(Source text begins)
You really think the benches are that strong? I don't.
Well, my point wasn't exactly that, but yeah, historically speaking, I do think they are. I just feel like there are too many young guys that don't get enough reps. Nuggets fired their coach and GM because they couldn't resolve the conflict over playing the young guys to develop for the future, and this stuff is happening all over the league.
Back to your question, if you look at how much expansion we had between the 80s and 90s...just doing the math on the huge international talent pool vs. the fact that we've only added 2? teams in 30 years, you would expect the league to be especially deep, and I think that bears out.
(Source text ends)
(Exercise data begins)
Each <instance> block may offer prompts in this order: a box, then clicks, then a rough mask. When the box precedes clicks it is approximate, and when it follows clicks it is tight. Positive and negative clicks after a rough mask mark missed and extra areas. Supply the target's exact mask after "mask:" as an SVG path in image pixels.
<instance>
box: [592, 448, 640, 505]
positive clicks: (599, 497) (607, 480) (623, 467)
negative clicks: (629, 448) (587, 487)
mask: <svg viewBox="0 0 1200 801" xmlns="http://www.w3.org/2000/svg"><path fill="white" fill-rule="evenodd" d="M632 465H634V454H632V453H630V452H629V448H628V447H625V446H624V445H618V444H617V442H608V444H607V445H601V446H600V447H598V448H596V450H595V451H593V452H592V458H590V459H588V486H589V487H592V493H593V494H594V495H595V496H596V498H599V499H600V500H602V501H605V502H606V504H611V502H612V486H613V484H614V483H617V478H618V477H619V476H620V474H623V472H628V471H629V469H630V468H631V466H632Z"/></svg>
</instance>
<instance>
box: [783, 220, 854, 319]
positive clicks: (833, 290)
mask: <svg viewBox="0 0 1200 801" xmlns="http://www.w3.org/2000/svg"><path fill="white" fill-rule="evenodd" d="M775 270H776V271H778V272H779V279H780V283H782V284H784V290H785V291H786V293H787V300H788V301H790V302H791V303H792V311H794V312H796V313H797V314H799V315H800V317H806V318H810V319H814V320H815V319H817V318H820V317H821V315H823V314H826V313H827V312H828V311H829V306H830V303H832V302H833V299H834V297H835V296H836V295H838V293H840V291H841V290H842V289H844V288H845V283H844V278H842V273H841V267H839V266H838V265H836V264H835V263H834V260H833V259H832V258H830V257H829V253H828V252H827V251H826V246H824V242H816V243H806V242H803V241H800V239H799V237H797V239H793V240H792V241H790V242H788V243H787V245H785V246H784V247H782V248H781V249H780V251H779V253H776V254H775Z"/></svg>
(Exercise data ends)
§ Aim of the task
Resume the exchange about bench strength in the league, picking up after its final sentence. The entries are separate material, unrelated to the text about bench depth.

§ Output
For example, these were the top bench players on finals losers in the 90's:
28 YO Brian Shaw (7, 7, and 3)
28 YO Donald Royal (2, 1, and 0.5)
34 YO Sam Perkins (12, 4, and 2 in the playoffs)
31 YO Nate McMillan (4, 4, and 3)
29 YO Vince Askew (4, 2, and 1)
23 YO Shandon Anderson (5, 3, and 1)
28 YO Greg Foster (4, 3, and 1)
35 YO Antoine Carr (5, 2, and 1)
24 YO Howard Eisley (6, 1, and 2)
I feel like we could probably name 20 benches today that are better than those benches.